WHAT IS BEING ASKED
Change each "instance" in the entries below to "occurrence", and keep the rest of every line unchanged.
*** INPUT RECORDS ***
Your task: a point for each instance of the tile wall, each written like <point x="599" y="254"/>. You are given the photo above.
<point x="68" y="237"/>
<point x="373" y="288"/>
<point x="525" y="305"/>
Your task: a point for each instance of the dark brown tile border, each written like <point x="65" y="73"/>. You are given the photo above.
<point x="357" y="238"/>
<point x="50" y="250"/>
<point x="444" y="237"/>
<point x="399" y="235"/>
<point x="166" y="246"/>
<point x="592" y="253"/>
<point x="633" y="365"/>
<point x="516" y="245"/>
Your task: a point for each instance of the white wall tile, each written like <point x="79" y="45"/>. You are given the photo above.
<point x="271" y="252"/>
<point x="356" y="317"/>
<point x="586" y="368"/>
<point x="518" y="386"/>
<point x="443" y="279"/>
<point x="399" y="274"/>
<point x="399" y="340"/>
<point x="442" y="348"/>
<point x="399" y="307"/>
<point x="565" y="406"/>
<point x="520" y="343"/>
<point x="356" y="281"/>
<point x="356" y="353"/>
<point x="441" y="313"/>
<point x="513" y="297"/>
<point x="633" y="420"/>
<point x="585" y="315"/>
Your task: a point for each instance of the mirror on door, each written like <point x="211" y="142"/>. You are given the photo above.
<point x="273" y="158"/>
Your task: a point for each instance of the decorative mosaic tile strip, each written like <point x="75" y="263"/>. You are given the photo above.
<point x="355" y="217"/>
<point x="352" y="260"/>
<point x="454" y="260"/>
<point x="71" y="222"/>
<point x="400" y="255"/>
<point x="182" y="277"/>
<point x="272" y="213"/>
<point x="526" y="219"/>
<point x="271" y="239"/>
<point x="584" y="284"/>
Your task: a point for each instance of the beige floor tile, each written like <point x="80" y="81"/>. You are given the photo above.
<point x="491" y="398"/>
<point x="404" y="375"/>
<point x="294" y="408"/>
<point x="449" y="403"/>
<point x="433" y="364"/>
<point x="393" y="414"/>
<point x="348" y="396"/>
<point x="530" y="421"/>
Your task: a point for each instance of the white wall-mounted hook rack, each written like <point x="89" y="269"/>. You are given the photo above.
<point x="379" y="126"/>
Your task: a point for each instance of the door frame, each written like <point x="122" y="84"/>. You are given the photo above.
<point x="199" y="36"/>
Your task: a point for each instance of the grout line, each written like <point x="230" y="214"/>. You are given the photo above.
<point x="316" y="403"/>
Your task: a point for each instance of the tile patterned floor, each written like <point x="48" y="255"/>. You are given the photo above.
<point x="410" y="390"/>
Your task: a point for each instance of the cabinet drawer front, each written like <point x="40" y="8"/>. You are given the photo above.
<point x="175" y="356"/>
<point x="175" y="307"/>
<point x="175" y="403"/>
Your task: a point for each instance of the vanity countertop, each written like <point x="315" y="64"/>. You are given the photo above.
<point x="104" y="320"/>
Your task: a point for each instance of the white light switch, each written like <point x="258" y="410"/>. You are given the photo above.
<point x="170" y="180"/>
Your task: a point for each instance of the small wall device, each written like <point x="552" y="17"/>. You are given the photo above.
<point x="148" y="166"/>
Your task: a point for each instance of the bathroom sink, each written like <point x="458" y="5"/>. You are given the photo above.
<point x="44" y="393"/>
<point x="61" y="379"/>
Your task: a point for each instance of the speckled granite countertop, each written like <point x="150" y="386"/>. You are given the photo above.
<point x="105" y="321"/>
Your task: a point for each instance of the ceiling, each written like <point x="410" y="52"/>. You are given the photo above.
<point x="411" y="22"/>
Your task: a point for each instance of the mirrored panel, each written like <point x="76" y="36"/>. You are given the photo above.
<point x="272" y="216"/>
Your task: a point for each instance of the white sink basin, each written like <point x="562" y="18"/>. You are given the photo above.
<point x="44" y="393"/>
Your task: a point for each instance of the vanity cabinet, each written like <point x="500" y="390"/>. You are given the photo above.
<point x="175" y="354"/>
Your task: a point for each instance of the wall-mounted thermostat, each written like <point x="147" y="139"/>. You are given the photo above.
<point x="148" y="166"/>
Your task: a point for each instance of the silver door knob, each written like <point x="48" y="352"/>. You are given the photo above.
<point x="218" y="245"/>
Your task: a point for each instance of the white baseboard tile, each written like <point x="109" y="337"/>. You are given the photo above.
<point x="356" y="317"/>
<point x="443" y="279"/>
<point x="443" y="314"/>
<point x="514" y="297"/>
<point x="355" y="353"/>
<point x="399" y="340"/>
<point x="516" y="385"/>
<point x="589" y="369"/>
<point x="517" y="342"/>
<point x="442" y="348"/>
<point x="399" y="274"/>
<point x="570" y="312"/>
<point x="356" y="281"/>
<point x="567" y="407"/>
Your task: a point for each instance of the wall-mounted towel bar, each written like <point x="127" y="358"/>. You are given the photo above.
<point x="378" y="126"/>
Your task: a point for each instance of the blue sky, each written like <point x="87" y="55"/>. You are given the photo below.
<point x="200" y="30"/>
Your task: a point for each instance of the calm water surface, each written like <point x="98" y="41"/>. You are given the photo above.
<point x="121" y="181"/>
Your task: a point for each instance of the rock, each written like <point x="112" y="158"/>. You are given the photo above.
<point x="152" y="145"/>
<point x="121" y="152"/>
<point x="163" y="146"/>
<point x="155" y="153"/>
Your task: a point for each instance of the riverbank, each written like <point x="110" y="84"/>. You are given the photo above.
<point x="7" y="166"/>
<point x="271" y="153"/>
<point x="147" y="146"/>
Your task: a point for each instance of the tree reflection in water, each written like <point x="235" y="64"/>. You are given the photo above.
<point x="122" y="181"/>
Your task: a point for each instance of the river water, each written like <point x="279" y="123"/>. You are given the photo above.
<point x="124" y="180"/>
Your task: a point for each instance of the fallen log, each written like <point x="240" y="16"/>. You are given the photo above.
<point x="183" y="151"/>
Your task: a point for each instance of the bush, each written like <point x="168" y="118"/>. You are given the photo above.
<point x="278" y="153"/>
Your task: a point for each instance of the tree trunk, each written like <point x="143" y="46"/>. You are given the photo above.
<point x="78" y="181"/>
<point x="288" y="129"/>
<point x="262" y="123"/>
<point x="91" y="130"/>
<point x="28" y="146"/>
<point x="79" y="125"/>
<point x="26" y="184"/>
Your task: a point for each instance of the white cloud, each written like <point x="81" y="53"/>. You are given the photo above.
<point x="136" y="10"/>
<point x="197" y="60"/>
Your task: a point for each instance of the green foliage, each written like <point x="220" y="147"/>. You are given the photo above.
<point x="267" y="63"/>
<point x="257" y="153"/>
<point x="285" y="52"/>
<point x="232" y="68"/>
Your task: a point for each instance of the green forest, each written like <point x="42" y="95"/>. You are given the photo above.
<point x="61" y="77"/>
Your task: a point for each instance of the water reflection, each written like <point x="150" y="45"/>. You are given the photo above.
***
SOLUTION BELOW
Your task: a point for each occurrence of the tile wall, each written like <point x="599" y="254"/>. You are given the photo above.
<point x="68" y="237"/>
<point x="373" y="288"/>
<point x="525" y="305"/>
Your task: a point for each occurrence of the dark brown tile border, each written like <point x="65" y="73"/>. You are given the photo above.
<point x="357" y="238"/>
<point x="50" y="250"/>
<point x="444" y="237"/>
<point x="399" y="235"/>
<point x="166" y="246"/>
<point x="592" y="253"/>
<point x="633" y="365"/>
<point x="516" y="245"/>
Your task: a point for each occurrence of the white wall tile, each written like <point x="79" y="45"/>. You are given the photo above.
<point x="271" y="252"/>
<point x="356" y="317"/>
<point x="586" y="368"/>
<point x="518" y="386"/>
<point x="443" y="279"/>
<point x="399" y="274"/>
<point x="399" y="340"/>
<point x="442" y="348"/>
<point x="399" y="307"/>
<point x="565" y="406"/>
<point x="520" y="343"/>
<point x="356" y="281"/>
<point x="356" y="353"/>
<point x="441" y="313"/>
<point x="513" y="297"/>
<point x="633" y="420"/>
<point x="585" y="315"/>
Your task: a point for each occurrence of the mirror on door, each written like <point x="211" y="142"/>. You are given the photo above.
<point x="273" y="158"/>
Your task: a point for each occurrence of the decorative mosaic tile strip, each written like <point x="75" y="263"/>. You are given the photo above.
<point x="355" y="217"/>
<point x="352" y="260"/>
<point x="454" y="260"/>
<point x="71" y="222"/>
<point x="400" y="255"/>
<point x="182" y="277"/>
<point x="272" y="213"/>
<point x="526" y="219"/>
<point x="271" y="239"/>
<point x="584" y="284"/>
Your task: a point for each occurrence of the beige floor tile, each written like <point x="80" y="81"/>. You are given the photo above.
<point x="491" y="398"/>
<point x="404" y="375"/>
<point x="294" y="408"/>
<point x="449" y="403"/>
<point x="433" y="364"/>
<point x="393" y="414"/>
<point x="348" y="396"/>
<point x="530" y="421"/>
Your task: a point for each occurrence of the white wall-mounted hook rack, each written like <point x="89" y="269"/>. You are given the photo above.
<point x="379" y="126"/>
Your task: a point for each occurrence of the door frame, each written like <point x="122" y="84"/>. You are given the photo above.
<point x="199" y="36"/>
Your task: a point for each occurrence of the grout line, each written like <point x="230" y="214"/>. You are given the photo above.
<point x="316" y="403"/>
Your task: a point for each occurrence of the tile patterned floor, each written like <point x="48" y="255"/>. You are given the photo above.
<point x="410" y="390"/>
Your task: a point for each occurrence of the cabinet drawer front, each written like <point x="40" y="8"/>. You are given the photo above.
<point x="175" y="356"/>
<point x="175" y="307"/>
<point x="175" y="403"/>
Your task: a point for each occurrence of the vanity countertop, each written like <point x="315" y="64"/>. You are given the photo above.
<point x="104" y="320"/>
Your task: a point for each occurrence of the white light switch, each written like <point x="258" y="410"/>. You are given the photo above.
<point x="170" y="180"/>
Your task: a point for each occurrence of the small wall device, each written like <point x="552" y="17"/>. You are given the photo above.
<point x="148" y="166"/>
Your task: a point for each occurrence of the bathroom sink, each written like <point x="458" y="5"/>. You are given the photo above.
<point x="44" y="393"/>
<point x="61" y="379"/>
Your task: a point for each occurrence of the speckled granite countertop, each written like <point x="150" y="386"/>. You are given the photo above.
<point x="105" y="321"/>
Your task: a point for each occurrence of the ceiling, each written like <point x="410" y="52"/>. You are given the photo above.
<point x="411" y="22"/>
Your task: a point for each occurrence of the mirrored panel, each written like <point x="76" y="36"/>. You are given the photo above.
<point x="272" y="216"/>
Your task: a point for each occurrence of the white sink basin, each written like <point x="562" y="18"/>. You are given the photo above.
<point x="44" y="393"/>
Your task: a point for each occurrence of the vanity cabinet, each written like <point x="500" y="390"/>. You are given the photo above.
<point x="175" y="354"/>
Your task: a point for each occurrence of the wall-mounted thermostat, each written like <point x="147" y="139"/>. You are given the photo above.
<point x="148" y="166"/>
Your task: a point for each occurrence of the silver door knob, each written like <point x="48" y="352"/>. You are given the photo above.
<point x="218" y="245"/>
Your task: a point for each occurrence of the white baseboard tile, each written like <point x="109" y="337"/>. You are given the photo above.
<point x="356" y="317"/>
<point x="443" y="279"/>
<point x="443" y="314"/>
<point x="514" y="297"/>
<point x="355" y="353"/>
<point x="399" y="340"/>
<point x="516" y="385"/>
<point x="589" y="369"/>
<point x="517" y="342"/>
<point x="442" y="348"/>
<point x="399" y="274"/>
<point x="570" y="312"/>
<point x="356" y="281"/>
<point x="567" y="407"/>
Your task: a point for each occurrence of the wall-mounted towel bar, each written like <point x="127" y="358"/>. You are given the photo above.
<point x="378" y="126"/>
Your task: a point for each occurrence of the blue sky, each written like <point x="87" y="55"/>. You are given the photo below.
<point x="200" y="30"/>
Your task: a point for each occurrence of the calm water surface, each written like <point x="98" y="41"/>. You are given the photo above.
<point x="121" y="181"/>
Your task: a point for each occurrence of the rock, each written like <point x="112" y="158"/>. You are given the photo above.
<point x="152" y="145"/>
<point x="121" y="152"/>
<point x="163" y="146"/>
<point x="155" y="153"/>
Your task: a point for each occurrence of the riverbank, each written like <point x="110" y="84"/>. You are given the photo above.
<point x="7" y="166"/>
<point x="271" y="153"/>
<point x="147" y="146"/>
Your task: a point for each occurrence of the tree reflection in water, each written like <point x="235" y="64"/>. You are given the photo above.
<point x="122" y="181"/>
Your task: a point for each occurrence of the river water, each written like <point x="279" y="123"/>. You are given the photo above.
<point x="124" y="180"/>
Your task: a point for each occurrence of the fallen log, each written like <point x="240" y="16"/>. You are given the photo above.
<point x="183" y="151"/>
Your task: a point for each occurrence of the bush, each written like <point x="168" y="118"/>. You are given the photo above.
<point x="278" y="153"/>
Your task: a point for each occurrence of the tree trunk, each written like <point x="143" y="46"/>. You are given the photo above.
<point x="78" y="181"/>
<point x="288" y="129"/>
<point x="262" y="123"/>
<point x="91" y="130"/>
<point x="28" y="146"/>
<point x="79" y="125"/>
<point x="26" y="184"/>
Your task: a point for each occurrence of the white cloud, each written like <point x="81" y="53"/>. You are given the photo above.
<point x="136" y="10"/>
<point x="197" y="60"/>
Your task: a point for each occurrence of the green foliage, each written like <point x="220" y="147"/>. You are given the photo above.
<point x="267" y="63"/>
<point x="257" y="153"/>
<point x="285" y="52"/>
<point x="232" y="68"/>
Your task: a point for each occurrence of the green forest, each written like <point x="42" y="95"/>. You are given the photo above.
<point x="61" y="77"/>
Your task: a point for each occurrence of the water reflection, each written like <point x="150" y="45"/>. You are given the photo above.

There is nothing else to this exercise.